= Exercise objective =
Reproduce the Catch 22 review word for word.

= Given text =
BEGIN

Theme: The enemy is anybody who's going to get you killed, no matter which side he's on. For Heller, remaining alive is a fundamental right: Yossarian is at war with both the Germans and the psychotics who run the Air Force. Catch 22 - the argument that defies reason - underlines the irrationality of war.

Style: Sentences lurch into lunacy as language becomes misleading. A hospitalised colonel has "a urologist for his urine, a psychologist for his psyche and a pathologist for his pathos".

Chief Strengths: A grim subject is treated with compassionate hilarity. Apart from Yossarian, nobody escapes the author's scathing wit.

Chief weakness: Heller's satire works because he chooses to ignore what Hitler was about; this selectivity brings intensity but also limitation.

What they thought of it then: Sounding like one of Heller's officers the New York Times thought the book both a "dazzling performance" and "gasping for want of craft and sensibility". Eventually Catch 22 became that rare phenomenon: the arty novel that is a smash hit.

What we think of it now: Catch 22 remains a bible for disaffected youth, confused and depressed by "authority".

Responsible for: The Oxford Dictionary now defines catch-22 as "a dilemma or circumstance from which there is no escape because of mutually conflicting or dependent conditions".

END

= Data for analysis =
BEGIN

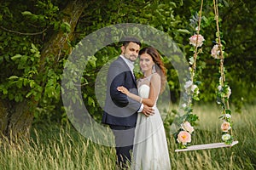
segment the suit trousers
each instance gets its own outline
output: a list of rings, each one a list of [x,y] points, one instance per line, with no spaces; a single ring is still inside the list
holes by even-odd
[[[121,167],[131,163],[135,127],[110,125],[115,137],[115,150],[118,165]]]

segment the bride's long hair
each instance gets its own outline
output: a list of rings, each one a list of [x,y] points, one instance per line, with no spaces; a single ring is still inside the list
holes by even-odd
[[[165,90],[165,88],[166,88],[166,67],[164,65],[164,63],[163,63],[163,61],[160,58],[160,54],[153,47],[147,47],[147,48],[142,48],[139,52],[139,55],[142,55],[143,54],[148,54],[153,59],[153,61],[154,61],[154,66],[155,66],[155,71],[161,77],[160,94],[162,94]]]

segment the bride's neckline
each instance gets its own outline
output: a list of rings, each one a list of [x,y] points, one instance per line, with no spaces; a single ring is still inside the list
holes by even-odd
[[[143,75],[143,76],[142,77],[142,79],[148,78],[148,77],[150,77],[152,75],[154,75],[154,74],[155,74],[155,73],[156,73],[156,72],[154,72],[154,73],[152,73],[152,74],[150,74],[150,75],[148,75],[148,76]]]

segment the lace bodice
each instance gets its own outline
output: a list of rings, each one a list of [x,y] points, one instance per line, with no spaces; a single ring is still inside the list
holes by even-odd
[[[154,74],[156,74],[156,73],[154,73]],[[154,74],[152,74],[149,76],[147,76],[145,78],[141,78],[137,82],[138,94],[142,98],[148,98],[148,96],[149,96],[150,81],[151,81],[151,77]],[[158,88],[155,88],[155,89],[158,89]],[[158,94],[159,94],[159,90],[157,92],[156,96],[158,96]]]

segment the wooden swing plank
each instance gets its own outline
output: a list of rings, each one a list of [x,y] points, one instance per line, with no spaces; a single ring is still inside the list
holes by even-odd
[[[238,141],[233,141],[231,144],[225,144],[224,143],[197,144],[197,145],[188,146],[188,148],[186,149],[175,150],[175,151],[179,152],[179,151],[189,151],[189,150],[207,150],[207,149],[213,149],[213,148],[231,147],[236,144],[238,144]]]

END
BEGIN

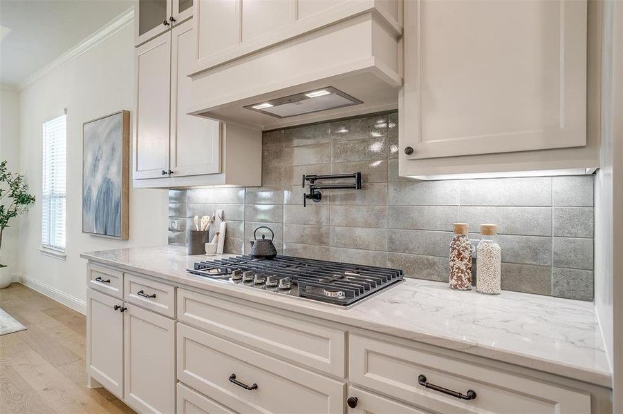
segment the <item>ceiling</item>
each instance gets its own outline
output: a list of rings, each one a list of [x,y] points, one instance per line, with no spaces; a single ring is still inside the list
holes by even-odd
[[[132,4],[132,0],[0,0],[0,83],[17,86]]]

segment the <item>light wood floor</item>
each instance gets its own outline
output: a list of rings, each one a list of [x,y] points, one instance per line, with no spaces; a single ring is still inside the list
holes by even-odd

END
BEGIN

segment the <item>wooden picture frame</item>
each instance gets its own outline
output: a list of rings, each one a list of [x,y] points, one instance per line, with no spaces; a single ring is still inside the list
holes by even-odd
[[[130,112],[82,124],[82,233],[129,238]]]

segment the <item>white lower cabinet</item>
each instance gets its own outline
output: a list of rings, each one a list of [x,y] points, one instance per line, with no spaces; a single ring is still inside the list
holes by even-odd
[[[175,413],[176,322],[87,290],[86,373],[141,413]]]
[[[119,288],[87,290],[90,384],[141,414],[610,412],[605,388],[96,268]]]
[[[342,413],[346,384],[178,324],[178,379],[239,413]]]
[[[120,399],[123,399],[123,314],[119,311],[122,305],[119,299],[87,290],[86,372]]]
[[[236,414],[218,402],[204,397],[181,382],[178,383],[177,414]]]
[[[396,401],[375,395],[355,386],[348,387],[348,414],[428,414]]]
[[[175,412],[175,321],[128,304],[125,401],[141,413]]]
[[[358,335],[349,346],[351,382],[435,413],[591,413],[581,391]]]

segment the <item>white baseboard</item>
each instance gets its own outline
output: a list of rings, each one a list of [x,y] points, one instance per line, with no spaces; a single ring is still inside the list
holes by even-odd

END

= Expected answer =
Theme: The enemy is anybody who's going to get you killed, no matter which side he's on. For Heller, remaining alive is a fundamental right: Yossarian is at war with both the Germans and the psychotics who run the Air Force. Catch 22 - the argument that defies reason - underlines the irrationality of war.

Style: Sentences lurch into lunacy as language becomes misleading. A hospitalised colonel has "a urologist for his urine, a psychologist for his psyche and a pathologist for his pathos".

Chief Strengths: A grim subject is treated with compassionate hilarity. Apart from Yossarian, nobody escapes the author's scathing wit.

Chief weakness: Heller's satire works because he chooses to ignore what Hitler was about; this selectivity brings intensity but also limitation.

What they thought of it then: Sounding like one of Heller's officers the New York Times thought the book both a "dazzling performance" and "gasping for want of craft and sensibility". Eventually Catch 22 became that rare phenomenon: the arty novel that is a smash hit.

What we think of it now: Catch 22 remains a bible for disaffected youth, confused and depressed by "authority".

Responsible for: The Oxford Dictionary now defines catch-22 as "a dilemma or circumstance from which there is no escape because of mutually conflicting or dependent conditions".